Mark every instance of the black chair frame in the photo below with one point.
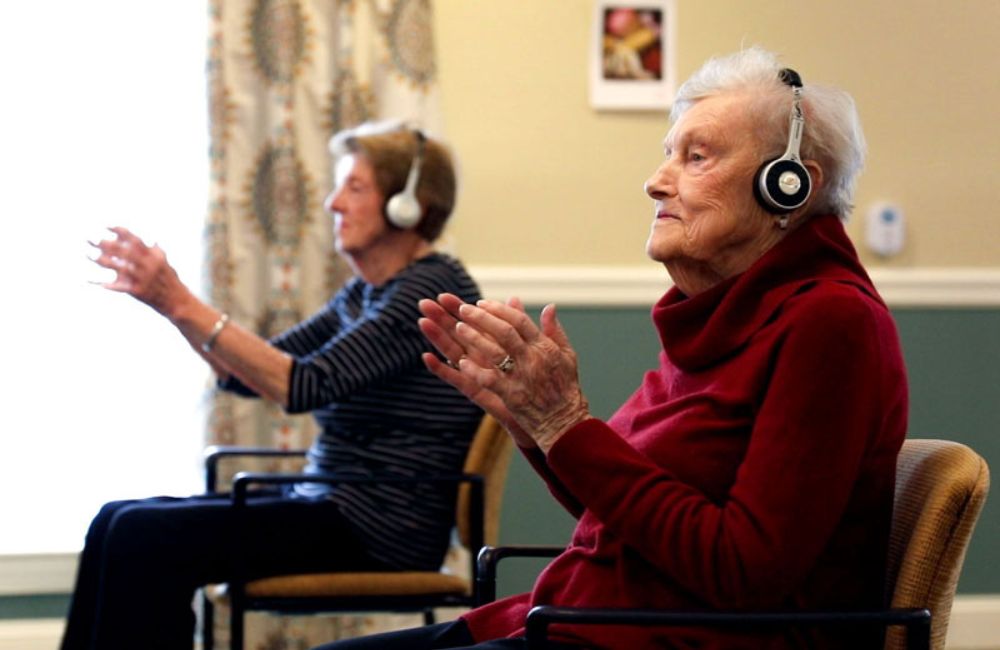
(917, 621)
(240, 602)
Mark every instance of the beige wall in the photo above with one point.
(549, 181)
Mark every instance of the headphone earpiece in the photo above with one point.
(403, 210)
(783, 184)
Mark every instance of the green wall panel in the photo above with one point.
(953, 359)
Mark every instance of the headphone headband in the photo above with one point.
(784, 184)
(403, 209)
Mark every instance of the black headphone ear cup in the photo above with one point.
(782, 185)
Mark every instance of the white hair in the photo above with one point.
(832, 135)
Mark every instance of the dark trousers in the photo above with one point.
(143, 560)
(454, 635)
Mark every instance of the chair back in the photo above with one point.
(489, 456)
(941, 486)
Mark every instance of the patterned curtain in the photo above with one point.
(283, 76)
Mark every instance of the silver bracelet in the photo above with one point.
(216, 330)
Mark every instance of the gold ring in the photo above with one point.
(506, 365)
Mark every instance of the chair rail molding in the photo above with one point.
(971, 627)
(641, 286)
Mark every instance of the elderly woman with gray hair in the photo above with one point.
(355, 365)
(753, 468)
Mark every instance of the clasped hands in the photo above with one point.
(523, 375)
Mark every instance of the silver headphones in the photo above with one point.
(783, 184)
(403, 210)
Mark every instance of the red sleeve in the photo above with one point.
(535, 456)
(823, 407)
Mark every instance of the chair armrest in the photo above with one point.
(477, 485)
(216, 453)
(916, 621)
(489, 558)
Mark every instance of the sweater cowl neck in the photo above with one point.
(699, 330)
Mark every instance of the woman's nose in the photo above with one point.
(661, 183)
(329, 201)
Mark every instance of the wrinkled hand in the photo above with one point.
(539, 398)
(141, 271)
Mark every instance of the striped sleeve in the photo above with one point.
(380, 344)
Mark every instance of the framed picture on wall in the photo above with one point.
(632, 55)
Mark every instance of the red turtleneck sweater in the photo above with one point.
(753, 469)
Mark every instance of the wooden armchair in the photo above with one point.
(941, 487)
(477, 523)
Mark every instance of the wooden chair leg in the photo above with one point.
(207, 622)
(236, 615)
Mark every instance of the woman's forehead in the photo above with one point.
(713, 117)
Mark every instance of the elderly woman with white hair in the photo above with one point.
(753, 468)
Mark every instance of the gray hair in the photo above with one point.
(832, 135)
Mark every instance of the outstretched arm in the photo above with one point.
(144, 273)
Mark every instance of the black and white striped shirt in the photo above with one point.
(357, 368)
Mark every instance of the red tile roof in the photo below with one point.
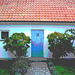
● ● ● ● ●
About this exercise - Output the listing exactly. Leave out any image.

Output -
Mark every instance of the black chair frame in the photo below with one point.
(917, 621)
(240, 602)
Mark every instance of the beige wall in the photo above with one point.
(549, 181)
Mark every instance of the headphone earpiece in the photo above with one point.
(403, 210)
(783, 184)
Mark every instance of the green wall panel in the photo above with one point.
(953, 359)
Mark every instance of the headphone headband in the photo above with one point.
(784, 184)
(403, 209)
Mark every instance of the black headphone ear cup in the photo above with one point.
(782, 185)
Mark every instance of the white hair in the photo above with one point.
(832, 135)
Mark every instance of the dark trousers in the photo above with one point.
(143, 560)
(454, 635)
Mark every instance of the chair back in the photo above with one point.
(489, 456)
(941, 486)
Mark every instance of the patterned curtain in the photo above with one point.
(283, 76)
Mark every instance of the silver bracelet in the photo above with one point.
(216, 330)
Mark every instance of the gold ring in the photo above with one point.
(506, 365)
Mark every instance of the chair rail molding in the photo above with one point.
(971, 627)
(641, 286)
Mark every instance of the elderly woman with gray hair in the photo above with one point.
(355, 365)
(753, 468)
Mark every instance of the clasped hands in the photo above with one point.
(523, 375)
Mark every instance of the silver headphones in the photo above with one point.
(783, 184)
(403, 210)
Mark every instance of the red sleeve in the photo above with one point.
(535, 456)
(823, 407)
Mark every instance of the chair armrest in the photo above with one point.
(477, 485)
(216, 453)
(916, 621)
(489, 558)
Mark every instance of the sweater cowl neck in the photo above with one point.
(699, 330)
Mark every instance of the woman's nose in the photo above with one point.
(661, 183)
(329, 201)
Mark every instance of the wrinkled hand in the photo above with one point.
(539, 398)
(141, 271)
Mark every instance of the striped sleeve in the photo above with one point.
(380, 344)
Mark every instance of the framed picture on wall in the photo above with one point.
(632, 55)
Mark every instance of the red turtleneck sweater in the photo above with one point.
(753, 469)
Mark every instance of the wooden armchair in the photo above with one point.
(941, 487)
(477, 523)
Mark every instance of the wooden chair leg in the photo above with one point.
(207, 622)
(236, 615)
Mark every instance of the woman's forehead in the photo above with one point.
(713, 117)
Mark every instance of the elderly woman with white hair in the photo above with one point.
(753, 468)
Mark every instance of the gray hair in the photo above with one point.
(832, 135)
Mark every instance of the outstretched arm in the photo above with one point.
(144, 273)
Mark every instance of the black and white striped shirt in the photo above with one point.
(357, 368)
Mark every instance of the red tile roof in the photo below with one point.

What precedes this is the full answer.